══ PROVIDED RECORDS
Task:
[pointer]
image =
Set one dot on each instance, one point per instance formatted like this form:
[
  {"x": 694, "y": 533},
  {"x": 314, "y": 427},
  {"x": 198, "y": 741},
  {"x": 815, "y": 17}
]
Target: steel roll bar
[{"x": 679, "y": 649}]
════
SET PROBLEM
Convert all of the data above into a numbered list with one item per line, skipping any blank lines.

EXPECTED ANSWER
1. Task:
2. [pointer]
3. image =
4. Set one dot on each instance, one point per instance formatted like this form:
5. [
6.   {"x": 694, "y": 533},
7.   {"x": 314, "y": 427},
8.   {"x": 198, "y": 741},
9.   {"x": 815, "y": 17}
10. ]
11. Target: steel roll bar
12. [{"x": 679, "y": 649}]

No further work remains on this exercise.